歯科衛生士の仕事はきつい?向いてない人の特徴も紹介
2024.08.14歯科衛生士は、患者さんの口腔の健康を守る大切な仕事です。しかし、その一方で「仕事がきつい」と感じる歯科衛生士も少なくありません。
歯科衛生士は離職率も高く、「実際にどんな面がきついの?」「働くのが不安」と感じる方もいるでしょう。
そこで本記事では、歯科衛生士の仕事が「きつい」と感じる理由を詳しく解説します。加えて、歯科衛生士に向いていない人の特徴についてもご紹介しますので、ぜひ参考にしてください。
歯科衛生士の離職率は退職理由については以下の記事でも解説しています。歯科衛生士採用にお悩みの医院さまはぜひご覧ください。
『歯科衛生士の離職率が高い理由とは?定着率を高めるためには採用から見直すべき!』
『【医院向け】歯科衛生士のよくある退職理由を知って職場環境を整えよう』
歯科衛生士の仕事が「きつい」と感じる理由とは
前述しましたが、歯科衛生士の離職率は高く、日本歯科衛生士会「歯科衛生士の勤務実態調査報告書」によると歯科衛生士のうちの約40%は現在の職場での勤務年数が5年未満と回答しています。なぜ離職率が高いかというと、以下のような理由が原因として挙げられます。
- 肉体的負担が大きい
- 精神的ストレスが高い
- 労働条件への不満
それぞれの理由について詳しく見ていきましょう。
肉体的負担が大きい
歯科衛生士の仕事は、基本的に立ち仕事となります。患者さんの口腔内を処置する際は前屈みの姿勢を撮ることも多く、人によっては腰痛の原因となってしまうこともあるでしょう。
また、歯科治療は指先を細かく使う作業も多いため、仕事が終わると肩が痛くなってしまったり腕が疲れてしまう方もいるようです。
医療事務などのデスクワークと比較すると、肉体的負担の大きい仕事であるといえます。
精神的ストレスが高い
歯科衛生士の仕事は、患者とのコミュニケーションが非常に重要な役割を占めています。しかし、患者の中には、歯科治療に対する恐怖心や不安を抱えている方も少なくありません。そのような患者に対して、適切な説明や対応を行うことは、歯科衛生士にとって大きな精神的負担となることがあります。
また、歯科医院では、歯科医師や他の歯科衛生士、受付スタッフなど、多くの職種の方々と連携しながら業務を行う必要があります。そのため、スタッフ間の人間関係の悩みが生じることもあるようです。コミュニケーション不足や意見の相違などから、ストレスを感じることもあるでしょう。

データセットからの抜粋
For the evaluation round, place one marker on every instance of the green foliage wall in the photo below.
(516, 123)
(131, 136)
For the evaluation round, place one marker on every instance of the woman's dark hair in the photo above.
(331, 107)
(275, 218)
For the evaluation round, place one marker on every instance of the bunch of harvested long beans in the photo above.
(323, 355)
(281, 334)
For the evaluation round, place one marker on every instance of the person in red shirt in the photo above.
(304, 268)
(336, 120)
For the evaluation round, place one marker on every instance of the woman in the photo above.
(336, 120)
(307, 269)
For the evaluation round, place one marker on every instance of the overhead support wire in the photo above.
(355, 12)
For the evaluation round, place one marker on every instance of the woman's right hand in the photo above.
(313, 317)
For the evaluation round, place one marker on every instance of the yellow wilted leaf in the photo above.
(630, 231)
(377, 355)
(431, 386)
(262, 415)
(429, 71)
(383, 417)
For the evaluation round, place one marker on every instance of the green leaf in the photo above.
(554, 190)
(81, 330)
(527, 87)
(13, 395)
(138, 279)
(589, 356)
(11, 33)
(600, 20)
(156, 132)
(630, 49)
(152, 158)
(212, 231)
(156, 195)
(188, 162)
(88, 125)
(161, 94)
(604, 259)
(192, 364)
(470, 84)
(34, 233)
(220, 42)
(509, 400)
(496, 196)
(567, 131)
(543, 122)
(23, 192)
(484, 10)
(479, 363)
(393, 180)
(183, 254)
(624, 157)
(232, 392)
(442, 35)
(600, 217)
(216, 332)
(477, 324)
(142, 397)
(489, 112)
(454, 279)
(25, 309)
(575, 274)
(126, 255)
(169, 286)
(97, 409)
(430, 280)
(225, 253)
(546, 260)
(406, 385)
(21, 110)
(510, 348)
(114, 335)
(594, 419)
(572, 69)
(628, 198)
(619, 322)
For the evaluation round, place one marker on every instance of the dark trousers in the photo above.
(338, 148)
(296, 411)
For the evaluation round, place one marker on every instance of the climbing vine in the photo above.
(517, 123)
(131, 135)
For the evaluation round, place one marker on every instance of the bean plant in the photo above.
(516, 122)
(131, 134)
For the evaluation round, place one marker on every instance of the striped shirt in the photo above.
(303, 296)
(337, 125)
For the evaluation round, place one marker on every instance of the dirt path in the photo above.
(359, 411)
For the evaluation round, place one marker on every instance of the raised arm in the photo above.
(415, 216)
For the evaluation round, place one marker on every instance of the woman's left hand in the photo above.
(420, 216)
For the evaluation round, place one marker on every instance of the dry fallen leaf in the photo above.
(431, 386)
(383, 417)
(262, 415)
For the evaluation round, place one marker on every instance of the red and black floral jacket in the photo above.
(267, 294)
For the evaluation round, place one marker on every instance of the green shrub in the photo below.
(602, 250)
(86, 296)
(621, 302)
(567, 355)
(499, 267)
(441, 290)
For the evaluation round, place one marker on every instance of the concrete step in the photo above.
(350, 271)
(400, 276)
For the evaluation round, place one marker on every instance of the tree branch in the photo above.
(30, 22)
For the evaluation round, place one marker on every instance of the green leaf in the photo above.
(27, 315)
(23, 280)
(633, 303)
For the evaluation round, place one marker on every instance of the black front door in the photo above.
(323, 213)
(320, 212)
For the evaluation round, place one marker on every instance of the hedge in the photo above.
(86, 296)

確認問題:
A. 歯科衛生士の仕事を扱った抜粋について、次の問いに答えよ。
(i) 歯科衛生士の約40%が現在の職場での勤務年数を5年未満と回答した、とする資料は何か。
(ii) 肉体的負担の大きさを比べる相手として挙げられている仕事は何か。
(iii) 歯科医院で連携しながら業務を行う相手として挙げられている職種は何か。
B. 歯科衛生士の仕事を扱った抜粋を、最後の文の後から書き継げ。

解答一覧:
A.
(i) 日本歯科衛生士会の「歯科衛生士の勤務実態調査報告書」
(ii) 医療事務などのデスクワーク
(iii) 歯科医師、他の歯科衛生士、受付スタッフなど

B.
さらに、歯科衛生士は、患者の口腔内の健康を守るという重大な責任を負っています。治療の補助ミスや、口腔内の状態の見落としなどは、患者の健康に直結する問題につながりかねません。そのようなプレッシャーから、精神的なストレスを感じる歯科衛生士も少なくないようです。
このように、歯科衛生士は、患者とのコミュニケーション、スタッフ間の人間関係、責任の重さなどから、精神的なストレスを感じやすい方も多いようです。
医院での人間関係を良くしたい、働きやすい環境にしたいとお考えの医院長さまは、以下の記事もぜひご覧ください。
『歯科衛生士は職場の人間関係で悩む?院長ができる人間関係を良くする方法』
労働条件への不満
日本歯科衛生士会の「歯科衛生士の勤務実態調査 報告書」によると、常勤で年収「300万円以上400万円未満」が最も多くなっています。これは、ほかの医療職と比較しても低い水準にあります。また、歯科医院は営業時間が長いため、歯科衛生士の拘束時間も長くなりがちです。休憩時間が十分に取れないことや、時間外労働が多いことも不満の一因となっています。
さらに、歯科医院の人手不足や繁忙期の影響で、思うように休暇を取得できないケースが少なくありません。有給休暇の取得が難しいことも労働条件への不満につながっています。ワークライフバランスを重視する歯科衛生士にとって、この状況は大きなストレスとなるでしょう。
労働条件の改善には、給与の見直しや、労働時間の適正化、有給休暇の取得促進など、歯科医院の経営者側の理解と協力が求められます。働きやすい環境作りが、歯科衛生士の離職防止やモチベーション向上につながるでしょう。
歯科医療の現場では人手不足が慢性化しており、一人ひとりの歯科衛生士の業務量が増加傾向にあります。このような状況も、歯科衛生士の離職率を押し上げる一因となっています。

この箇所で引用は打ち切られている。